■ Texte choisi ■
# # # #

Reste une dernière population concernée à l’hôpital par une forme particulière de passe sanitaire : les personnels « soumis à l’obligation vaccinale doivent présenter un certificat de rétablissement ou un test négatif s’ils ne sont pas vaccinés » pour exercer leur activité, selon les textes. Une disposition applicable du 7 août jusqu’au 14 septembre, avant l’entrée en vigueur de l’obligation vaccinale pour les soignants au 15 septembre. A entendre les responsables hospitaliers, c’est là que se trouve la véritable « source de tension ».
En pratique, son déploiement varie d’un établissement à l’autre. Dans les hôpitaux franciliens de l’AP-HP, ce sont les cadres de proximité qui vérifient que les personnels respectent la règle, au niveau de chaque service. Même si, selon certains soignants, le contrôle est loin d’être systématique.
Période de « tolérance »
Au CHU de Toulouse, une période de « tolérance » de trois semaines a été laissée aux personnels pour faire état de leur justificatif sur un outil interne. « On avait prévu une semaine, mais nos serveurs ont sauté », raconte Anne Ferrer, directrice générale adjointe de ce groupe hospitalier de 22 000 personnels (en incluant les vacataires), qui voit dans cet afflux le signe que « ça marche ! ».
Autre méthode : au centre hospitalier d’Armentières, dans les Hauts-de-France, on a choisi d’effectuer des opérations de vérification ponctuelles jusqu’à la mi-septembre, à chaque fois dans un service tiré au sort. Cela a donné lieu à de premières crispations. Deux personnels du service de pédiatrie, contrôlés jeudi 19 août, ont refusé de fournir un justificatif. Après 24 heures, ils ont confirmé leur position, et demandé à prendre des congés.

# # # #

Enregistrements d'une source de données:
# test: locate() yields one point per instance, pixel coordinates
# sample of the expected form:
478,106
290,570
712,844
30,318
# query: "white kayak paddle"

# # # #

■ Exercice ■
Prolongez le texte choisi, consacré au contrôle du passe sanitaire chez les personnels hospitaliers, en reprenant juste après sa dernière phrase.

■ Réponse ■
« Il n’est pas question de minorer les inquiétudes, assure Joris Lannoy, membre de l’équipe de direction, tout en rappelant que l’établissement compte 1 200 personnels, dont environ 900 ont déjà un schéma vaccinal complet ou en cours. Les ressources humaines ont reçu ces deux agents, nous continuons d’essayer d’apporter des sources sûres et neutres afin que chacun se fasse son avis sur le vaccin. »
Dans d’autres établissements, on assumait jusqu’à fin août l’absence de véritables contrôles pour cette période transitoire, les équipes étant fortement mobilisées pour recueillir les justificatifs des personnels pour être prêts le 15 septembre. « La tension sociale est suffisamment importante pour ne pas mettre d’huile sur le feu là où il n’y en a pas besoin », pointe Clarisse Audigier-Valette, à Toulon. Dans son hôpital, à partir du 30 août, des contrôles aléatoires de conformité au passe pour le personnel doivent avoir lieu pour ceux qui n’ont pas transmis leur certificat.